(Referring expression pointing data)
-- Opening Marker --
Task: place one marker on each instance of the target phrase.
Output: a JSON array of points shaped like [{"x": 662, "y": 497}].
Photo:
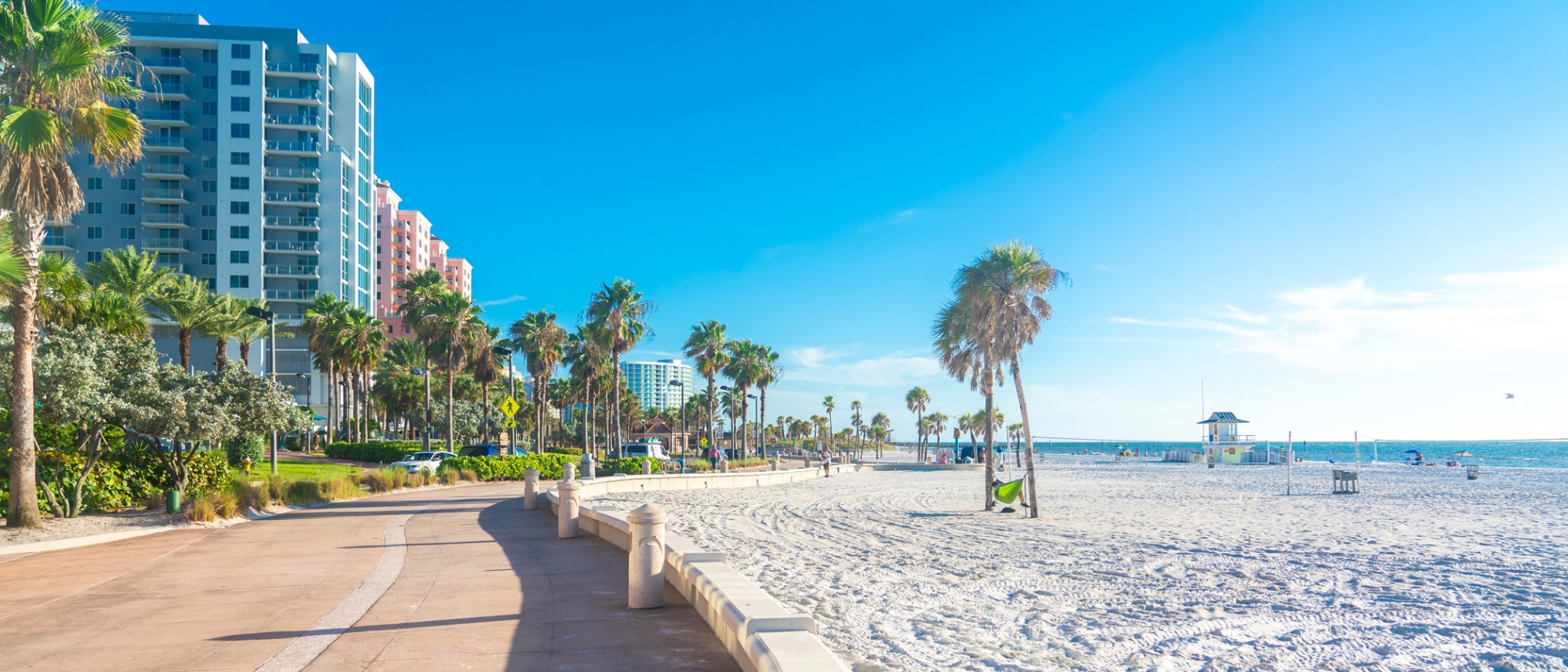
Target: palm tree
[
  {"x": 1000, "y": 307},
  {"x": 543, "y": 344},
  {"x": 706, "y": 347},
  {"x": 60, "y": 64},
  {"x": 916, "y": 399},
  {"x": 451, "y": 324},
  {"x": 189, "y": 303},
  {"x": 619, "y": 314}
]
-- Closing Marker --
WHAT IS BEING ASKED
Give the lines of the entries above exactly as they appear, leaving out each picture.

PROBLEM SOLUTION
Task: place one marker on each instance of the target phrase.
Output: a JSON array of points shaped like [{"x": 662, "y": 497}].
Photo:
Target: palm tree
[
  {"x": 1000, "y": 307},
  {"x": 543, "y": 344},
  {"x": 706, "y": 347},
  {"x": 60, "y": 64},
  {"x": 916, "y": 399},
  {"x": 451, "y": 324},
  {"x": 189, "y": 303},
  {"x": 619, "y": 314}
]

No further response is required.